◆ **Given instruction**: Copy out every line of the items below word for word, from start to finish.

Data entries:
------------------------------------------------------------

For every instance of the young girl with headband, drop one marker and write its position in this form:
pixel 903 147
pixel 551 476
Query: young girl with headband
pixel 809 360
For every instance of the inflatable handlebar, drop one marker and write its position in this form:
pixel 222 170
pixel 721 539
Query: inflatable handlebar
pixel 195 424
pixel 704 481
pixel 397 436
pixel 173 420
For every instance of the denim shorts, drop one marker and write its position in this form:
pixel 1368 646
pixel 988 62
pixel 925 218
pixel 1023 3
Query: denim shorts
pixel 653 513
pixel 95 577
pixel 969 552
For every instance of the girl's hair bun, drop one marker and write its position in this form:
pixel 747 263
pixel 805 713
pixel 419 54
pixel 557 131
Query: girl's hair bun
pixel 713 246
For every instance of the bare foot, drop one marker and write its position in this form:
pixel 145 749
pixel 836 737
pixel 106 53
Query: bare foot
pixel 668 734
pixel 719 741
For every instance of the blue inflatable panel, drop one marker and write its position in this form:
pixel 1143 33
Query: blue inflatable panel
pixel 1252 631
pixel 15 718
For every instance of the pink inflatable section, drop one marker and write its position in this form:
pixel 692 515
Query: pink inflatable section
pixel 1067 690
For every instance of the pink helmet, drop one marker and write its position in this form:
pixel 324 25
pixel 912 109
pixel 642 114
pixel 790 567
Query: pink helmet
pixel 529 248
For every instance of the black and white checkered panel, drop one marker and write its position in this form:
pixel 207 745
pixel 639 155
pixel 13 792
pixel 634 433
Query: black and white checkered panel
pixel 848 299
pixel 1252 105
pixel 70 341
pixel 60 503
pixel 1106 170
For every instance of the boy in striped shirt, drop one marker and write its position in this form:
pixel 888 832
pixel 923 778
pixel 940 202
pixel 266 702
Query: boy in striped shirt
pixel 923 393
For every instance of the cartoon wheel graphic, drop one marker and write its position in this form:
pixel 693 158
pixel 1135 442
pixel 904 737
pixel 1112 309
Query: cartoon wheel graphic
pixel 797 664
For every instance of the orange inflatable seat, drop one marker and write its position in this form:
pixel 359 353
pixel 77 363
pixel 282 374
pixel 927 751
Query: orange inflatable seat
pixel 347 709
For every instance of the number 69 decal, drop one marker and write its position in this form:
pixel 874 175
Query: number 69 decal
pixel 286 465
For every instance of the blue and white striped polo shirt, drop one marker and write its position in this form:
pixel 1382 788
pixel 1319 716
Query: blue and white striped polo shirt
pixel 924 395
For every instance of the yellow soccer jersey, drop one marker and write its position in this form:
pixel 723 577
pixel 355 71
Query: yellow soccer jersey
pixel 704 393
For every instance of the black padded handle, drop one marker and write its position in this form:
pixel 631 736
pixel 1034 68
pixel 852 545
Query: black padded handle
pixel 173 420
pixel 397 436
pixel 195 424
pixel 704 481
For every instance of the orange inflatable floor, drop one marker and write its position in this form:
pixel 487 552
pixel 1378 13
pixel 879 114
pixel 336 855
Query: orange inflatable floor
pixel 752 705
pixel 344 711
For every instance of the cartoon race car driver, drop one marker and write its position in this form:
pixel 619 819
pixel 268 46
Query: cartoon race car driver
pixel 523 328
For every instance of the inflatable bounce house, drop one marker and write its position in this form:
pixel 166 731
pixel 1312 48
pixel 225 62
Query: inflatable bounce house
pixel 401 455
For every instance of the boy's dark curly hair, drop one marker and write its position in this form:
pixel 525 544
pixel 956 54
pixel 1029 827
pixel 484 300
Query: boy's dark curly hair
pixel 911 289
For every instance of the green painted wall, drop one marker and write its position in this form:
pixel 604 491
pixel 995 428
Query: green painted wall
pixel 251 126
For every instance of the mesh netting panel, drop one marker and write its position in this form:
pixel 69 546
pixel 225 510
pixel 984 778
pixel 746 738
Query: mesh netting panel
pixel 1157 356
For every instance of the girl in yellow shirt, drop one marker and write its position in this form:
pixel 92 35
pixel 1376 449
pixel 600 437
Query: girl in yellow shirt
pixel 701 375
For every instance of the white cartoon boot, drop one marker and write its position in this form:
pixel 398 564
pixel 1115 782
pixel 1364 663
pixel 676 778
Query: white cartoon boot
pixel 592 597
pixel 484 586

------------------------------------------------------------

◆ **Written reply**:
For every instance of the young girl with headband, drop one marker and write its position in this form:
pixel 903 147
pixel 551 476
Query: young girl with headband
pixel 809 360
For every instance of the inflatable handlebar, drop one marker and write its position in this form:
pixel 222 170
pixel 721 539
Query: inflatable handlebar
pixel 195 424
pixel 704 481
pixel 397 436
pixel 173 420
For every instance of the denim shorts, drop one marker and write its position in this form:
pixel 1368 646
pixel 988 62
pixel 925 218
pixel 1023 3
Query: denim shorts
pixel 653 513
pixel 95 577
pixel 969 552
For every instance of the girl's hair bun, drop one marker and write its position in this form:
pixel 747 263
pixel 805 713
pixel 419 54
pixel 557 131
Query: girl's hair bun
pixel 713 246
For every instance of the bare foot, drop one marker and write its position in this form:
pixel 145 749
pixel 836 737
pixel 106 53
Query: bare foot
pixel 668 734
pixel 719 741
For every instance of the blue inflatable panel, drop one marker and write its position in this form:
pixel 1143 33
Query: blue inflatable panel
pixel 1252 631
pixel 15 718
For every instance of the pink inflatable section, drop one marker and write its position in this form:
pixel 692 515
Query: pink inflatable section
pixel 1067 690
For every instance of the pink helmet, drop one marker and write its position in this form:
pixel 324 25
pixel 912 109
pixel 642 114
pixel 790 567
Query: pink helmet
pixel 529 248
For every instance of the black and white checkered panel, drop one marker and write its position in this form:
pixel 207 745
pixel 639 155
pixel 13 792
pixel 634 433
Query: black and white checkered panel
pixel 848 299
pixel 1252 105
pixel 70 341
pixel 60 503
pixel 1106 170
For every instance of the boy in striped shirt, drop one marker and write its position in this form:
pixel 888 832
pixel 923 778
pixel 940 202
pixel 266 702
Query: boy in striped shirt
pixel 923 393
For every instance of the cartoon wheel graphic, drop one marker and write its position in this form:
pixel 693 158
pixel 1135 442
pixel 904 737
pixel 1112 309
Query: cartoon wheel graphic
pixel 797 664
For every instance of the orange inflatable seat, drop one marker and write its position in this form:
pixel 359 353
pixel 77 363
pixel 282 374
pixel 927 751
Query: orange inflatable seat
pixel 347 709
For every instance of the number 69 decal, drop one marker and write its position in this form:
pixel 874 175
Query: number 69 decal
pixel 286 465
For every instance of the blue and white striped polo shirt, drop one marker and write its position in this form:
pixel 1382 788
pixel 1319 716
Query: blue and white striped polo shirt
pixel 924 395
For every instance of the yellow soccer jersey, drop one marker and write its position in this form:
pixel 723 577
pixel 355 71
Query: yellow soccer jersey
pixel 704 393
For every instance of the black padded handle, drop one marker and write its position in this form:
pixel 631 736
pixel 1034 68
pixel 852 545
Query: black padded handle
pixel 173 420
pixel 397 436
pixel 195 424
pixel 704 481
For every instance of the orange inflatable floor, drop one marker and write its position in this form:
pixel 487 552
pixel 1378 13
pixel 879 114
pixel 336 855
Query: orange inflatable floor
pixel 752 705
pixel 344 711
For every instance of the cartoon race car driver, drop one marker and write its position in this form:
pixel 619 819
pixel 268 46
Query: cartoon race car driver
pixel 523 328
For every instance of the inflatable bounce house, drop one marker and write its position in this form:
pixel 166 731
pixel 1312 48
pixel 225 62
Query: inflatable bounce house
pixel 401 455
For every instance of the boy's dark curly hair, drop one marker and write its position in this form:
pixel 525 544
pixel 956 54
pixel 1029 827
pixel 484 300
Query: boy's dark curly hair
pixel 911 289
For every instance of the green painted wall, drop one marker and write its position in this form:
pixel 604 491
pixel 995 428
Query: green painted wall
pixel 251 126
For every instance of the mesh netting panel, drop one marker and write its position in this form:
pixel 69 546
pixel 225 510
pixel 984 778
pixel 746 738
Query: mesh netting panel
pixel 1157 356
For every instance of the girl in yellow shirt, drop one marker and write its position in this form:
pixel 92 35
pixel 1376 449
pixel 600 437
Query: girl in yellow shirt
pixel 701 375
For every instance of the white cartoon boot, drop one marker and write its position in this form:
pixel 398 564
pixel 1115 782
pixel 1364 663
pixel 676 778
Query: white cartoon boot
pixel 592 597
pixel 484 586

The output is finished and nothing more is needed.